» **Task prompt**
Rewrite every one of the records below with "photo" replaced by "image" wherever it occurs, leaving everything else unchanged. Omit the pictures from your output.

START

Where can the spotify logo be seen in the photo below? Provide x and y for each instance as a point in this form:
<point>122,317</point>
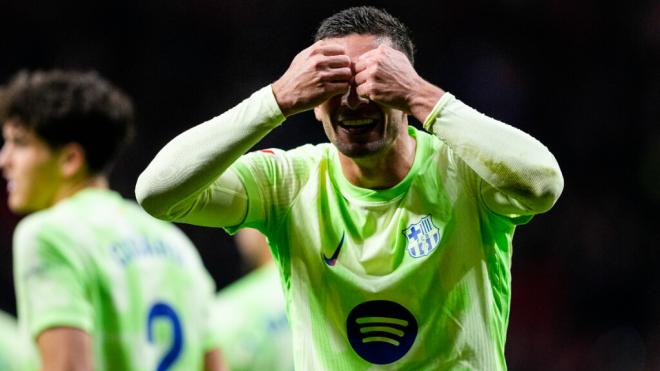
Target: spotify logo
<point>381,331</point>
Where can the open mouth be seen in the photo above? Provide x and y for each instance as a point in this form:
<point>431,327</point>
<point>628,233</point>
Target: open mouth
<point>356,126</point>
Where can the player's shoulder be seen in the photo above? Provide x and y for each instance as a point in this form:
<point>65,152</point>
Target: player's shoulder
<point>36,224</point>
<point>306,152</point>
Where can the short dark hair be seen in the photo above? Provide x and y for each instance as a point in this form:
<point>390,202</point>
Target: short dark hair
<point>71,106</point>
<point>367,20</point>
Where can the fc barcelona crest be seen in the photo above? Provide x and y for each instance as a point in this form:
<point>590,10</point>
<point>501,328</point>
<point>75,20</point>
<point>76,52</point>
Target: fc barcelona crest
<point>423,237</point>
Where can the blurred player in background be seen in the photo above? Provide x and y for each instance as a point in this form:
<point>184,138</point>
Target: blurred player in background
<point>14,350</point>
<point>99,283</point>
<point>394,244</point>
<point>250,314</point>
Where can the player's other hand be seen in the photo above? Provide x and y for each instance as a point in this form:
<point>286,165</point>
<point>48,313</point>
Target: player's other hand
<point>386,76</point>
<point>316,74</point>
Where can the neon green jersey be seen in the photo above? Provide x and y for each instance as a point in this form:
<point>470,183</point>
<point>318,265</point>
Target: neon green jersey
<point>415,277</point>
<point>15,352</point>
<point>251,323</point>
<point>97,262</point>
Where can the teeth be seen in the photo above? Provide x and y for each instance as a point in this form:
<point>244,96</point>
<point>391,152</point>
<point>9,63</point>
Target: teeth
<point>357,122</point>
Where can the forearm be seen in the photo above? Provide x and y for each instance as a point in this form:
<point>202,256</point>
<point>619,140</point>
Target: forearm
<point>193,160</point>
<point>511,162</point>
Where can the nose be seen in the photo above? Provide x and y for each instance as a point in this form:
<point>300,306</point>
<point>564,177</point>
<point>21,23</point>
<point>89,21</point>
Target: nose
<point>351,99</point>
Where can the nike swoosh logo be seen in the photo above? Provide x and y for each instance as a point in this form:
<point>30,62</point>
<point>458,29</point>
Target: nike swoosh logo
<point>333,259</point>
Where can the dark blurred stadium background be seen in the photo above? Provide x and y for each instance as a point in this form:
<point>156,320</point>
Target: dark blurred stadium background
<point>582,76</point>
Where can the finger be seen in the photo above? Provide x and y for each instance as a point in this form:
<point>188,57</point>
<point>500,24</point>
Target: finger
<point>338,61</point>
<point>364,90</point>
<point>326,47</point>
<point>338,75</point>
<point>336,88</point>
<point>361,77</point>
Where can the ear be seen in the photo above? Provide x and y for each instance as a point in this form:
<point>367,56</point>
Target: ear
<point>71,160</point>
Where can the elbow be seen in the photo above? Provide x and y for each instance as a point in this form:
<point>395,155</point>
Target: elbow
<point>148,198</point>
<point>548,190</point>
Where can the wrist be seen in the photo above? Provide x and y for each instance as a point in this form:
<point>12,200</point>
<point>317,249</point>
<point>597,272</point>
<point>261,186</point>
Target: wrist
<point>281,99</point>
<point>425,97</point>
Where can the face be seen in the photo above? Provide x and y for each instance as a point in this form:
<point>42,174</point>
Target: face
<point>30,168</point>
<point>359,127</point>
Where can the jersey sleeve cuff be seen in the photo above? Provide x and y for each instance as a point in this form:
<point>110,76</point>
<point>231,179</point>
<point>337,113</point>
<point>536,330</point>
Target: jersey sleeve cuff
<point>437,111</point>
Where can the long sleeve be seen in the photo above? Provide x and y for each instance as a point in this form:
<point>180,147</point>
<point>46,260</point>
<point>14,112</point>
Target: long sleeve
<point>187,181</point>
<point>521,176</point>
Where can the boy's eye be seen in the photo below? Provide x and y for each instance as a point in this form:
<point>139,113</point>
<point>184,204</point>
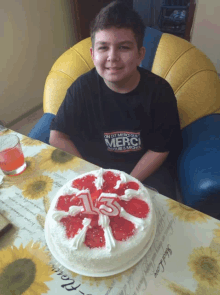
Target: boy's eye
<point>124,47</point>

END

» **Answer**
Where can the spotify logo be seen in the image below? Provide x and y for each instance as a point in this form:
<point>122,317</point>
Target: spotify logo
<point>381,331</point>
Where can the open mouth be seen in the image above? Provide x and y for each instance as a point in this form:
<point>431,327</point>
<point>628,233</point>
Target: open mouth
<point>356,126</point>
Where can the player's shoulder be seen in the image above? Provide x and y for each instance as a point in this form:
<point>65,152</point>
Target: player's shoulder
<point>36,224</point>
<point>306,152</point>
Where can the short dark hair be seen in the image above? Provide x and y for each instance as a point in this form:
<point>390,202</point>
Target: short dark hair
<point>71,106</point>
<point>367,20</point>
Where can the fc barcelona crest be seen in the image above? Provide x and y for each instance as a point in this form:
<point>590,10</point>
<point>501,328</point>
<point>75,20</point>
<point>76,52</point>
Target: fc barcelona crest
<point>423,237</point>
Where can the blurred player in background be seen in the image above? Provide x and y for each instance as a point in this form:
<point>184,138</point>
Target: blurred player in background
<point>14,350</point>
<point>99,283</point>
<point>394,244</point>
<point>250,314</point>
Where can the player's other hand be seen in the image above? Provide x and y for each instance as a point in this form:
<point>286,165</point>
<point>48,313</point>
Target: player's other hand
<point>386,76</point>
<point>316,74</point>
Where can the neon green jersey be seen in the image above? Provide x and y for each instance as a point in this form:
<point>470,183</point>
<point>318,265</point>
Target: neon green jersey
<point>415,277</point>
<point>15,352</point>
<point>251,323</point>
<point>97,262</point>
Where can the teeth be seen in the image above? Provide x and y for each instance as a point in this form:
<point>244,96</point>
<point>391,152</point>
<point>9,63</point>
Target: teeth
<point>357,122</point>
Where can the forearm be seen in the image above? Provide x and y for each instance as a point in this form:
<point>202,256</point>
<point>619,140</point>
Target: forearm
<point>193,160</point>
<point>511,162</point>
Where can the nose be seen in the image above? Provide x and y for each instance as a point in this form:
<point>300,306</point>
<point>564,177</point>
<point>21,23</point>
<point>89,21</point>
Target: nose
<point>351,99</point>
Where can the nike swoosh logo be seen in the image above? Provide x and y for each instance as a point in this form:
<point>30,62</point>
<point>458,29</point>
Target: nike swoosh logo
<point>333,259</point>
Where can the dark blurred stadium background be seen in the image above? Provide x and y for each instance as a point in this form:
<point>156,320</point>
Target: dark blurred stadium background
<point>582,76</point>
Where can the finger be seen in the image above? Provide x and y for each instance as a point in this form:
<point>188,57</point>
<point>500,24</point>
Target: finger
<point>338,61</point>
<point>364,90</point>
<point>326,47</point>
<point>338,75</point>
<point>336,88</point>
<point>361,77</point>
Where can the ear be seen in the image above? Provide x and y for each instance as a point in this form:
<point>367,56</point>
Target: ear
<point>71,160</point>
Where can the elbow be seen in the image above? Provide x and y for each instance as a point in this form:
<point>395,155</point>
Target: elbow
<point>148,198</point>
<point>548,190</point>
Where can the wrist be seen in the image above? Provide x and y for each instance as a point in this form:
<point>12,200</point>
<point>317,249</point>
<point>597,272</point>
<point>261,186</point>
Target: wrist
<point>281,99</point>
<point>425,97</point>
Where can the face be seen in the image above? Provide x and y for each instance as a point in this form:
<point>42,174</point>
Target: face
<point>30,168</point>
<point>359,127</point>
Where can the jersey sleeve cuff be seen in the image above? Provide x and y for each instance as a point in this form:
<point>110,76</point>
<point>231,179</point>
<point>337,113</point>
<point>536,330</point>
Target: jersey sleeve cuff
<point>437,111</point>
Where can the long sleeve be seen in the image above? Provide x and y for each instance as a point in this form:
<point>180,147</point>
<point>46,260</point>
<point>14,112</point>
Target: long sleeve
<point>187,181</point>
<point>521,176</point>
Where can the boy's eye be seen in the image below? Provide x and y for each instance as a point in this form:
<point>139,113</point>
<point>184,204</point>
Target: boy's eye
<point>124,47</point>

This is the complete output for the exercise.